_WRITTEN TASK:_ Restate the entire listing word for word.
* begin EXCERPTED RECORDS *
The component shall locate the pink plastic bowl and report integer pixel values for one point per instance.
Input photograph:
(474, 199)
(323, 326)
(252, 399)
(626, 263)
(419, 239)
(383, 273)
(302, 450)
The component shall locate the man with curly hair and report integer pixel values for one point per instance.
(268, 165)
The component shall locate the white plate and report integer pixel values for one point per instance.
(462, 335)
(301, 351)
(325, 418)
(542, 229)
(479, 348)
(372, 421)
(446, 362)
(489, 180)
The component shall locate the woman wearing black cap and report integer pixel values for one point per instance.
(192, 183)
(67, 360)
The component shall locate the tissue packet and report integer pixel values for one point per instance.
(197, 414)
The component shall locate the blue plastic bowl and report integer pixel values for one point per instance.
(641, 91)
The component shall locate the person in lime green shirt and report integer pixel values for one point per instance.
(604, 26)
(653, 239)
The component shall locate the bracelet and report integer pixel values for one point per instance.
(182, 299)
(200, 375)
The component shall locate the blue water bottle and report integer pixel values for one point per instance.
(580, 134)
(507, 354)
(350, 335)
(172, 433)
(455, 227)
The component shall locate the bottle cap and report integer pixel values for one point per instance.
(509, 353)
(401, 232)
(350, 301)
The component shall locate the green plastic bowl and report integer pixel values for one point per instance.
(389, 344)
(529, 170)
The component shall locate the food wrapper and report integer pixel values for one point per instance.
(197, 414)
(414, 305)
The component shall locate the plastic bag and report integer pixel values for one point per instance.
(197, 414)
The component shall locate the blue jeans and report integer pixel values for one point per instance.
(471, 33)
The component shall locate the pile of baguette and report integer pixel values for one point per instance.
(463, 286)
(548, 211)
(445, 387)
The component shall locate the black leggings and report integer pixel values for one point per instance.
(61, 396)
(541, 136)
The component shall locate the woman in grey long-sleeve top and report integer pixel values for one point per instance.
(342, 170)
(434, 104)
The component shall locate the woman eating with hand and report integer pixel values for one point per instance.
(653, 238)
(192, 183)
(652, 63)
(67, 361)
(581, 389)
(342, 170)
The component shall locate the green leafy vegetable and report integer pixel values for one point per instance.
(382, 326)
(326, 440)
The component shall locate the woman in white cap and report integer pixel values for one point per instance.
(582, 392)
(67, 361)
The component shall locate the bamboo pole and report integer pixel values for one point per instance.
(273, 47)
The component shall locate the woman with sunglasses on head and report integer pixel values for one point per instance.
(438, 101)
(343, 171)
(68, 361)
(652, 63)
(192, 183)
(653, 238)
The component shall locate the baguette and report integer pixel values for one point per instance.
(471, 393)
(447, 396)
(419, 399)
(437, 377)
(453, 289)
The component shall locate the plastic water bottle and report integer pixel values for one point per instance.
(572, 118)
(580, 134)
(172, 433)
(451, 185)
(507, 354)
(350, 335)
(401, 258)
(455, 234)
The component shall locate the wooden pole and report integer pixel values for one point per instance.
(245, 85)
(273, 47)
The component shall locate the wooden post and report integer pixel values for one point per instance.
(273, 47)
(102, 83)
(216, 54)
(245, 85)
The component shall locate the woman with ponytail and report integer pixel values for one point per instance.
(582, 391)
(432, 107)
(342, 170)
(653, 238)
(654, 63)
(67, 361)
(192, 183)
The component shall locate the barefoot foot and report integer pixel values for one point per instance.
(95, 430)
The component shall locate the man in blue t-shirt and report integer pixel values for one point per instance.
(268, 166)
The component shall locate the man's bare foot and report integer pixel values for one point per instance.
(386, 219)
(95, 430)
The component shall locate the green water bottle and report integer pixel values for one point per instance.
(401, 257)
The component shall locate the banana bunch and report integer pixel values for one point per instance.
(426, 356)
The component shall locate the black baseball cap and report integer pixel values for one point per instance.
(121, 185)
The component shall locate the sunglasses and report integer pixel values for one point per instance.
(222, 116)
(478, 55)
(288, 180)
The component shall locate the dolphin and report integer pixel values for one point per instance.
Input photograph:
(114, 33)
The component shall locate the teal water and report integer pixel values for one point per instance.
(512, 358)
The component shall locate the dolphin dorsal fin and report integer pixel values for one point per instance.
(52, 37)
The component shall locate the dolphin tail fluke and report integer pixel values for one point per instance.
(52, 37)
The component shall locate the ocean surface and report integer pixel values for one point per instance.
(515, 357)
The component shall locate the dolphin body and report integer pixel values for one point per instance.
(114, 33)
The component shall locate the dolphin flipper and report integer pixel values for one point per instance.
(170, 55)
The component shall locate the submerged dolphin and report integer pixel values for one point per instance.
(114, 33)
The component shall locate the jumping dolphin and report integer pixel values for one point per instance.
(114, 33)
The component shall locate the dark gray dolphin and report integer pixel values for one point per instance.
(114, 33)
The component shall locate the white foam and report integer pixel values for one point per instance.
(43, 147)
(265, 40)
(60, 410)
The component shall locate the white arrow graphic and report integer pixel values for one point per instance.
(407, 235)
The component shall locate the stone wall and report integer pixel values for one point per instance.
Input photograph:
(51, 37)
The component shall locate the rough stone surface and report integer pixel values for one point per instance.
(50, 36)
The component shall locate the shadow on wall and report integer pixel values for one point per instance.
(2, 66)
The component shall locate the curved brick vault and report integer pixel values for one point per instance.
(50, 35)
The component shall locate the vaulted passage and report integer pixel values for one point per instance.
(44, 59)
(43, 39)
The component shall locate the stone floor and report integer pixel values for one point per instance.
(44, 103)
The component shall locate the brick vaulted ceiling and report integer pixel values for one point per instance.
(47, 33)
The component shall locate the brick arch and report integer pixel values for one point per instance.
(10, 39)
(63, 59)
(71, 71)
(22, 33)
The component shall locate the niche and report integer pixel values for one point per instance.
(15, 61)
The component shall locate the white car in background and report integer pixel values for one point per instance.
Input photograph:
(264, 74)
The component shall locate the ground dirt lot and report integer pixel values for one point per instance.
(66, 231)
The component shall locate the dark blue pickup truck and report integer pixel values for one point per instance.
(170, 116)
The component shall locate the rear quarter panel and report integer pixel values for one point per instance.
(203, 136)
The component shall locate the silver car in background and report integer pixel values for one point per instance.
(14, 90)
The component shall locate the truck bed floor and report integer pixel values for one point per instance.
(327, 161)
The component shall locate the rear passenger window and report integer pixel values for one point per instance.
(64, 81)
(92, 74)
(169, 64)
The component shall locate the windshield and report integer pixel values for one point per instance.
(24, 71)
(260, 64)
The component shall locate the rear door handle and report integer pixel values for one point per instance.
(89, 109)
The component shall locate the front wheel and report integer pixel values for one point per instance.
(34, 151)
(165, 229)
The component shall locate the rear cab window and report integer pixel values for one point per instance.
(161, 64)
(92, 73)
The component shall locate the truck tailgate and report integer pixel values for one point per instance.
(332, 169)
* end EXCERPTED RECORDS *
_REPLY:_
The component shall locate the pink plastic bowl and report integer pixel values for one point per instance.
Input photograph:
(474, 199)
(323, 326)
(252, 399)
(626, 263)
(419, 239)
(383, 273)
(302, 450)
The component shall locate the man with curly hair and report integer pixel values for one point per instance.
(268, 165)
The component shall locate the white plate and report integer pixel values for one point per instance.
(462, 335)
(301, 351)
(325, 418)
(542, 229)
(479, 348)
(372, 421)
(446, 362)
(489, 180)
The component shall locate the woman wearing black cap and report integer pixel values for one point per instance.
(192, 183)
(67, 360)
The component shall locate the tissue packet and report integer pixel values for one point per instance.
(197, 414)
The component shall locate the blue plastic bowl and report integer pixel values for one point per instance.
(641, 91)
The component shall locate the person in lime green shirt and report integer pixel values for one point per instance.
(604, 26)
(653, 239)
The component shall locate the bracelet and report integer pixel values for one point per instance.
(182, 299)
(200, 375)
The component shall locate the blue water bottle and report integer pixel values for one point per instance.
(580, 134)
(507, 354)
(350, 335)
(172, 433)
(455, 227)
The component shall locate the bottle cap and report integer pixel values for one point per instance.
(509, 353)
(401, 232)
(350, 301)
The component shall locate the green plastic bowl and report integer pixel values for one point per instance.
(389, 344)
(529, 170)
The component shall locate the food wrapper and report integer pixel values for one point per instance.
(197, 414)
(414, 305)
The component shall locate the plastic bag and report integer pixel values for one point per instance.
(197, 414)
The component shall locate the blue jeans and report integer pixel values for one point per instance.
(471, 33)
The component shall locate the pile of baguette and report integer pixel values for one point per instance.
(463, 286)
(548, 211)
(445, 387)
The component shall locate the black leggings and report integer pixel values for one point per instance.
(61, 396)
(541, 136)
The component shall locate the woman in grey long-sleeve top and report integer pixel values for one point per instance.
(342, 170)
(434, 104)
The component shall locate the woman eating with hand and report integer pixel values for one point per instance.
(653, 238)
(192, 183)
(652, 63)
(67, 361)
(581, 389)
(342, 170)
The component shall locate the green leafy vegetable and report integer pixel values for one point per instance.
(382, 326)
(326, 440)
The component shall locate the woman in white cap and report integer pixel values for one point per instance.
(582, 392)
(67, 361)
The component shall locate the bamboo pole and report integer pixel values for one point per instance.
(273, 47)
The component shall locate the woman with sunglasses on head and report integer pixel values for one point per instance.
(438, 101)
(343, 171)
(68, 361)
(652, 63)
(192, 183)
(653, 238)
The component shall locate the baguette and report integer pixel values for one point per instance.
(471, 393)
(447, 396)
(419, 399)
(437, 377)
(453, 289)
The component shall locate the plastic water bottle and report integer pixel values for one point per instance.
(572, 118)
(580, 134)
(172, 433)
(451, 185)
(507, 354)
(350, 335)
(401, 258)
(455, 234)
The component shall locate the wooden pole and report integer pixel values for one point per instance.
(245, 85)
(273, 47)
The component shall locate the wooden post and report integer pixel values for one point per instance.
(273, 47)
(102, 83)
(216, 54)
(245, 85)
The component shall locate the woman with ponytail and report integer pixel values for one point per instance.
(582, 391)
(432, 107)
(342, 170)
(653, 238)
(654, 63)
(67, 361)
(192, 183)
The component shall locate the barefoot foot and report integer pixel values for one point per instance.
(95, 430)
The component shall locate the man in blue t-shirt and report integer pixel values for one point per instance.
(268, 166)
The component shall locate the man's bare foot and report integer pixel values for one point per instance.
(386, 219)
(95, 430)
The component shall locate the green water bottle and report integer pixel values for one point per instance.
(401, 257)
The component shall locate the banana bunch and report integer pixel values for one point per instance.
(426, 356)
The component shall locate the black baseball cap and report integer pixel values for one point per instance.
(121, 185)
The component shall locate the sunglasses and report integer pixel values for one point per instance.
(222, 116)
(478, 55)
(288, 180)
The component shall locate the dolphin and report integer pixel values for one point per instance.
Input photograph:
(114, 33)
The component shall locate the teal water and report integer pixel values for one point per instance.
(512, 358)
The component shall locate the dolphin dorsal fin and report integer pixel values for one point per instance.
(52, 37)
The component shall locate the dolphin tail fluke and report integer pixel values for one point per instance.
(52, 37)
The component shall locate the ocean surface and report integer pixel values for one point per instance.
(515, 357)
The component shall locate the dolphin body and report integer pixel values for one point per instance.
(114, 33)
The component shall locate the dolphin flipper and report integer pixel values for one point per instance.
(170, 55)
The component shall locate the submerged dolphin and report integer pixel values for one point per instance.
(114, 33)
The component shall locate the jumping dolphin and report integer pixel values for one point per instance.
(114, 33)
The component shall locate the dark gray dolphin and report integer pixel values for one point per instance.
(114, 33)
The component shall locate the white foam and report integer pixel values for one point per instance.
(43, 147)
(265, 40)
(60, 410)
The component shall locate the white arrow graphic and report integer pixel values for one point per instance.
(407, 235)
The component shall locate the stone wall and report integer pixel values for one point per instance.
Input photograph:
(51, 37)
The component shall locate the rough stone surface and report integer pixel values for one point per instance.
(50, 36)
The component shall locate the shadow on wall and report integer pixel values for one point per instance.
(2, 66)
The component shall locate the curved brick vault and report integer pixel values for one point per instance.
(50, 35)
The component shall locate the vaulted passage and report integer pixel values for one point per instance.
(44, 59)
(43, 39)
The component shall locate the stone floor and report integer pixel values for one point per instance.
(44, 103)
The component shall locate the brick vaulted ceiling and report integer pixel values for one point per instance.
(47, 33)
The component shall locate the brick arch and report integer pixel values for one point per instance.
(10, 39)
(63, 59)
(71, 71)
(22, 33)
The component shall locate the niche and report integer pixel values for one point per instance.
(15, 61)
The component shall locate the white car in background and report integer pixel values for one point per instance.
Input photograph:
(264, 74)
The component shall locate the ground dirt lot and report integer pixel values for one point per instance.
(66, 231)
The component shall locate the dark blue pickup truck and report integer pixel values for one point per instance.
(170, 116)
The component shall locate the rear quarter panel and report integer pixel values for one point per instance.
(203, 136)
The component shall locate the silver car in background and report integer pixel values for one point per instance.
(14, 90)
The component shall locate the truck bed floor and report integer pixel values for one point per instance.
(327, 161)
The component shall locate the rear passenger window and report integer pixel values for one point per instance.
(64, 81)
(92, 74)
(169, 64)
The component shall locate the windshield and report integer pixel values for one point per instance.
(24, 71)
(260, 64)
The component shall locate the rear door handle and report integer pixel values for one point per instance.
(89, 109)
The component shall locate the front wheel and report integer pixel values for one point per instance.
(34, 151)
(165, 229)
The component shall locate the rear cab window and report integer pixel values for one point per instance.
(161, 64)
(92, 73)
The component shall locate the truck tailgate and report integer pixel values for one point per instance.
(332, 169)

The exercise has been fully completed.